» **REQUIRED WORK**
1 > Answer these questions using the NatCon text:
(a) What position does Geoffrey Miller hold?
(b) Who was the lone dissenter at the conference, and what is his job?
(c) Which initiative does Michael Toscano direct?
2 > Condense the paragraph of the NatCon text that begins "National conservative speakers at the recent NatCon conference" into a single shorter sentence that keeps its main facts.
3 > Copy out the NatCon text word for word from "The lone dissenter: Shyam" to "liberal labor unions.".
Segment Start: SOURCE EXTRACT
National conservative speakers at the recent NatCon conference overwhelmingly opposed artificial intelligence development, with some calling for a “holy war” against AI developers. The hostility was so intense that it prompted discussions about unlikely alliances with labor unions to resist technological change, revealing a significant ideological divide within conservative politics on AI policy.
What they’re saying: The rhetoric against AI was particularly harsh, with speakers attacking both the technology and its creators.
- Geoffrey Miller, a psychology professor at the University of New Mexico, called AI developers “betrayers of our species, traitors to our nation, apostates to our faith, and threats to our kids” during a panel titled “AI and the American Soul.”
- Miller described the AI industry as “by and large, globalist, secular, liberal, feminized transhumanists” who “explicitly want mass unemployment, they plan for UBI-based communism, and they view the human species as a biological ‘bootloader,’ as they say, for artificial superintelligence.”
- Steve Bannon warned during closing remarks: “Yes, artificial intelligence could have tremendous upsides. But you’re looking into a bottomless pit. It’s a downside that nobody understands and nobody can articulate.”
The lone dissenter: Shyam Sankar, Palantir’s chief technology officer, faced intense pushback when arguing that tech founders were as heroic as the Founding Fathers.
- Sankar was directly confronted by Miller during the conference for his pro-AI stance.
- By the end of NatCon, “no one seemed to agree with Sankar,” according to the report.
Surprising alliances: The anti-AI sentiment was strong enough to prompt calls for cooperation with traditionally liberal labor unions.
- Michael Toscano, director of the Family First Technology Initiative, argued that unions “have a long history of confronting technological change and should be treated as sources of experience and knowledge, rather than a historical dead weight force for anti-modernization.”
- Toscano suggested that if Trump brought together the right wing and unions against AI, “he would go down in history as one of America’s greatest presidents, if not the man who saved the future.”
Segment End: SOURCE EXTRACT
Segment Start: DATA SUPPLIED
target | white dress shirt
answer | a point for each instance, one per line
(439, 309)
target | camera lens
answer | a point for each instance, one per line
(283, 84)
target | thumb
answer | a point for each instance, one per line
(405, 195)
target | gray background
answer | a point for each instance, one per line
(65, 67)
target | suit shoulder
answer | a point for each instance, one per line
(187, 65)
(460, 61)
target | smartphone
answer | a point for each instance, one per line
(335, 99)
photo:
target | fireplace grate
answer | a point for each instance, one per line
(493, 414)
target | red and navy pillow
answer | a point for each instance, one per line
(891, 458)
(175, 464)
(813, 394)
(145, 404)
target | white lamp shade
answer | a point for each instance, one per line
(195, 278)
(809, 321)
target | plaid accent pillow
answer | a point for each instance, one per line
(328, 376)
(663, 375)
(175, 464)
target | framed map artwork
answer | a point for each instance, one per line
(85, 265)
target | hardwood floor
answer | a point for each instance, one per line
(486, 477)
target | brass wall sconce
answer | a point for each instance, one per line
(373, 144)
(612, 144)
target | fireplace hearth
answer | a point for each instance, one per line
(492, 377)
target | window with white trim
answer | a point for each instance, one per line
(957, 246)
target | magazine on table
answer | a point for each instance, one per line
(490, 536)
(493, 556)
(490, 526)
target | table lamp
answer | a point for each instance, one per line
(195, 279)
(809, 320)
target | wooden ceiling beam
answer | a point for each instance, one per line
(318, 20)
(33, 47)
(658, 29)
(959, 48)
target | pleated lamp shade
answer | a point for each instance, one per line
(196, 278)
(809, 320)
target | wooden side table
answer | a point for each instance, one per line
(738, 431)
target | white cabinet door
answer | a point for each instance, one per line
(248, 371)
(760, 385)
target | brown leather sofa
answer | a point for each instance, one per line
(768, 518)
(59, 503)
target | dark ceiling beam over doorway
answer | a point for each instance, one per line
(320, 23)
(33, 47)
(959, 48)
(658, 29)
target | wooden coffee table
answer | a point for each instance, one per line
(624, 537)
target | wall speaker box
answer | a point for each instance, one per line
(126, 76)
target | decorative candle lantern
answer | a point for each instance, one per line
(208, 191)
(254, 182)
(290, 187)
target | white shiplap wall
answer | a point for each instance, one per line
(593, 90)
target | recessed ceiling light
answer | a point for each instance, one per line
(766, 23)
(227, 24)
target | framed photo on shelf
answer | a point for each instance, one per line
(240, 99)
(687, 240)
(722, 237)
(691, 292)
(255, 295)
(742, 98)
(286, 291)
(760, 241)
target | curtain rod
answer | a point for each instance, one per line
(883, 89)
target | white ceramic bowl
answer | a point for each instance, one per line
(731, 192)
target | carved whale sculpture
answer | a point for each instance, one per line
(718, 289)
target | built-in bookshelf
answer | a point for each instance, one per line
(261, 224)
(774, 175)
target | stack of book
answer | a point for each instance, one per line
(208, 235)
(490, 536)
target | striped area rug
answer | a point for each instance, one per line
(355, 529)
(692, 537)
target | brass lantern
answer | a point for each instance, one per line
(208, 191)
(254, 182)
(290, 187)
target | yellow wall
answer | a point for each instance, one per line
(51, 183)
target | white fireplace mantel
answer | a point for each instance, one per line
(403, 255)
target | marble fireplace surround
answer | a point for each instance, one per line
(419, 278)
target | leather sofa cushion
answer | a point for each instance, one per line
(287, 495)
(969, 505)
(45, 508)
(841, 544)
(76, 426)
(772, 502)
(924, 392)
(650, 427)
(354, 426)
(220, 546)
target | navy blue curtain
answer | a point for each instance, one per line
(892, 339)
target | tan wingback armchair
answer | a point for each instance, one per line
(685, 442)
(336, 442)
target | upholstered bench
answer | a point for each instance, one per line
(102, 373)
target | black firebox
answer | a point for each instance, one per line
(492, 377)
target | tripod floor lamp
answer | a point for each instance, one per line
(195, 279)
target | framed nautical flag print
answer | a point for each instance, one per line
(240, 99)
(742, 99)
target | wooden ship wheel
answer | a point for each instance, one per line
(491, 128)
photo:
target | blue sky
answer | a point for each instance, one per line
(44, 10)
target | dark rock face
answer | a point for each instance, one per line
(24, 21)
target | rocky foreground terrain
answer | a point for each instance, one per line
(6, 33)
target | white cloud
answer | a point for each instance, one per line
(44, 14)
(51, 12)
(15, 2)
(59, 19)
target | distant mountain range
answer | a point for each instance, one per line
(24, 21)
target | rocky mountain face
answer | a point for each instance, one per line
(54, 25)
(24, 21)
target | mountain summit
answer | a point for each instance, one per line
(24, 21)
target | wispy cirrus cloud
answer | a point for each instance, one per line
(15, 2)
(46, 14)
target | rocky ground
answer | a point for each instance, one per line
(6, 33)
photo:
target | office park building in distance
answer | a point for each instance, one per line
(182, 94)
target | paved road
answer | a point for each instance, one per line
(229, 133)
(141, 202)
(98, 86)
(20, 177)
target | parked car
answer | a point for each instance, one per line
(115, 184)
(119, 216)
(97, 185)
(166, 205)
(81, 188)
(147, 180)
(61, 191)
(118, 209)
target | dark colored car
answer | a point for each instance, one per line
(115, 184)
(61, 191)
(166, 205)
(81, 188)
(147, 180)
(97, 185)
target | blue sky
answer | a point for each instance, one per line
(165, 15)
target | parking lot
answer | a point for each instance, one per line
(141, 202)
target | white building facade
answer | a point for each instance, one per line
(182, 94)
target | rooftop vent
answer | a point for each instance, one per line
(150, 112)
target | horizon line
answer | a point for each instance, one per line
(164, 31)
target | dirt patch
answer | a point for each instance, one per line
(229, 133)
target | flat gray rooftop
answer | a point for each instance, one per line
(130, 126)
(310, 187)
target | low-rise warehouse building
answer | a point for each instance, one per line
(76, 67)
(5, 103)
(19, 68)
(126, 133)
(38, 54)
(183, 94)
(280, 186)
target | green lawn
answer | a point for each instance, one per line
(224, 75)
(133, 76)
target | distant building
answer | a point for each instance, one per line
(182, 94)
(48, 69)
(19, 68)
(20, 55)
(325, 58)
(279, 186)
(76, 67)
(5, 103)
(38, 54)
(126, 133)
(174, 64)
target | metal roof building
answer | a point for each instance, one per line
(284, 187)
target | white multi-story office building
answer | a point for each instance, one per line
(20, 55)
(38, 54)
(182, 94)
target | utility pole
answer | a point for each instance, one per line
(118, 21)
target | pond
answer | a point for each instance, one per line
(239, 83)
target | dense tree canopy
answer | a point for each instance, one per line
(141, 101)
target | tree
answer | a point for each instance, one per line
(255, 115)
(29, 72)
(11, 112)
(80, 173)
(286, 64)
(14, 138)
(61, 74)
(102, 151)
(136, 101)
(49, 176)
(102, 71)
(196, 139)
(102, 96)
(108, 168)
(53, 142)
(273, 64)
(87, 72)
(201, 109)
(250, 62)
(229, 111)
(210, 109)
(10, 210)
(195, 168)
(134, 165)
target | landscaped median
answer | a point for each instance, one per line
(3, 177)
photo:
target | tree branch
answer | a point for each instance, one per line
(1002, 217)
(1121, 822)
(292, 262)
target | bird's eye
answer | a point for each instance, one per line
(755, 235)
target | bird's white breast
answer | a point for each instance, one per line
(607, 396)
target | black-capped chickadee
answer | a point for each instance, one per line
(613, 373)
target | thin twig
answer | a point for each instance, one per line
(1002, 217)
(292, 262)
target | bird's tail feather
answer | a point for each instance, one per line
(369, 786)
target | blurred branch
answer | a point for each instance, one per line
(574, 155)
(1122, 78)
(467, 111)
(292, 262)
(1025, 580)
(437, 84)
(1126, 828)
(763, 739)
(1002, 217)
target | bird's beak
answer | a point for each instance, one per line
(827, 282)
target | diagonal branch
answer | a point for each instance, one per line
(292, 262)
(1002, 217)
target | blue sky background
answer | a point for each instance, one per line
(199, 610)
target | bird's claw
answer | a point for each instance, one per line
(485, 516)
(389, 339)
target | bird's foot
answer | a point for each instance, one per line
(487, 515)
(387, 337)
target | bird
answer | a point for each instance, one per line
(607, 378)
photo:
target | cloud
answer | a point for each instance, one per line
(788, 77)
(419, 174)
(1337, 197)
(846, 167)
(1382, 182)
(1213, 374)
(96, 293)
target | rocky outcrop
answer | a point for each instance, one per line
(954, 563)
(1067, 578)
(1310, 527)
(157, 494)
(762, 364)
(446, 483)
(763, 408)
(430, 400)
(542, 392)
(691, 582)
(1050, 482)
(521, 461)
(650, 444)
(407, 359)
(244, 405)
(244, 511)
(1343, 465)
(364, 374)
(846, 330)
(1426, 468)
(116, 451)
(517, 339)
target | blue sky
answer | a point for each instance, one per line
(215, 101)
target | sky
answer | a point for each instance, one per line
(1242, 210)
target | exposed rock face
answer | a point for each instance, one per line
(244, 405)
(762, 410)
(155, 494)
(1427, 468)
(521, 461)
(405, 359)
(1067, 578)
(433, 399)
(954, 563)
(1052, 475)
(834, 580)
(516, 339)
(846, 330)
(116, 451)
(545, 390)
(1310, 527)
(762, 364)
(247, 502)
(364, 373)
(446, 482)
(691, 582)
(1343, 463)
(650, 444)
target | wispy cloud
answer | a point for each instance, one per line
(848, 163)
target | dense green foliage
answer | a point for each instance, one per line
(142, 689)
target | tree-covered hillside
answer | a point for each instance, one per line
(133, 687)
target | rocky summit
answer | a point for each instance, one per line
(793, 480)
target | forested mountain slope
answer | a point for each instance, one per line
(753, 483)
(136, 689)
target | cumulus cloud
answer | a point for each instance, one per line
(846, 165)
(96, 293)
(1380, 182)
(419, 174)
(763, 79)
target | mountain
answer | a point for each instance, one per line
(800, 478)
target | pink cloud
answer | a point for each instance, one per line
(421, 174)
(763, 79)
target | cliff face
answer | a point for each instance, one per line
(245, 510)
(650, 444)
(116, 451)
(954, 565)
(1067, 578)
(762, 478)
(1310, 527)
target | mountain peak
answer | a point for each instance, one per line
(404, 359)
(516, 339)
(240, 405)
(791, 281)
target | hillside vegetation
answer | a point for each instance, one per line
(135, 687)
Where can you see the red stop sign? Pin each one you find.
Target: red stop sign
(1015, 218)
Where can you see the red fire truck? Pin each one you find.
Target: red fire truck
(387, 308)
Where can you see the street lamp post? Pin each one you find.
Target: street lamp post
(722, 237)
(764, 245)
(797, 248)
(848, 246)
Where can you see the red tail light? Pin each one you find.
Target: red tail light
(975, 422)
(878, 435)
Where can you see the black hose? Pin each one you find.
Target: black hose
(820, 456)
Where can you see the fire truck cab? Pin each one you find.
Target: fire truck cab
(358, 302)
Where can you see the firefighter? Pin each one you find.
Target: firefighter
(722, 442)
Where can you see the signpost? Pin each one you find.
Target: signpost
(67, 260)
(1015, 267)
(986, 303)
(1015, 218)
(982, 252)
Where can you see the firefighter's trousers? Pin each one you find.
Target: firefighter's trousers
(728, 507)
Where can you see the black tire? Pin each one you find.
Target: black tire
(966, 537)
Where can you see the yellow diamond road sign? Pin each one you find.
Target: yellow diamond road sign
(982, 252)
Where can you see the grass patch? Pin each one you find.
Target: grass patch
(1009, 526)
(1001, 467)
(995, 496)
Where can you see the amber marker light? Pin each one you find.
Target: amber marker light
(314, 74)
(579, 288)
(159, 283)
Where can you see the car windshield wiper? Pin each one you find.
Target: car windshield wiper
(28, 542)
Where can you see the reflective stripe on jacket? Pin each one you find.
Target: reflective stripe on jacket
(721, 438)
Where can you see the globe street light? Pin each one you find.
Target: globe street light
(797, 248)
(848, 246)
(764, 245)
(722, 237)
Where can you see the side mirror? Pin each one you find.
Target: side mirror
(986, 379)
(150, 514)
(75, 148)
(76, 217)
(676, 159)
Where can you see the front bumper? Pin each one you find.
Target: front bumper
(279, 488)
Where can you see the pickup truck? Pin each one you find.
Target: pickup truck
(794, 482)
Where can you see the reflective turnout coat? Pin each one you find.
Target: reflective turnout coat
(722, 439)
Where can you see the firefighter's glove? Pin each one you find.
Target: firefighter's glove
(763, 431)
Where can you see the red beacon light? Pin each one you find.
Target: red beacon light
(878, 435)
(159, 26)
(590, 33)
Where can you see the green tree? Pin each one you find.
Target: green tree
Segment End: DATA SUPPLIED
» **SOLUTION SET**
1 >
(a) He is a psychology professor at the University of New Mexico.
(b) Shyam Sankar, Palantir's chief technology officer.
(c) The Family First Technology Initiative.

2 > Speakers at NatCon largely opposed AI development, with some urging a "holy war" against developers, and the hostility sparked talk of allying with labor unions against technological change, exposing a major conservative split on AI policy.

3 >
The lone dissenter: Shyam Sankar, Palantir’s chief technology officer, faced intense pushback when arguing that tech founders were as heroic as the Founding Fathers.
- Sankar was directly confronted by Miller during the conference for his pro-AI stance.
- By the end of NatCon, “no one seemed to agree with Sankar,” according to the report.
Surprising alliances: The anti-AI sentiment was strong enough to prompt calls for cooperation with traditionally liberal labor unions.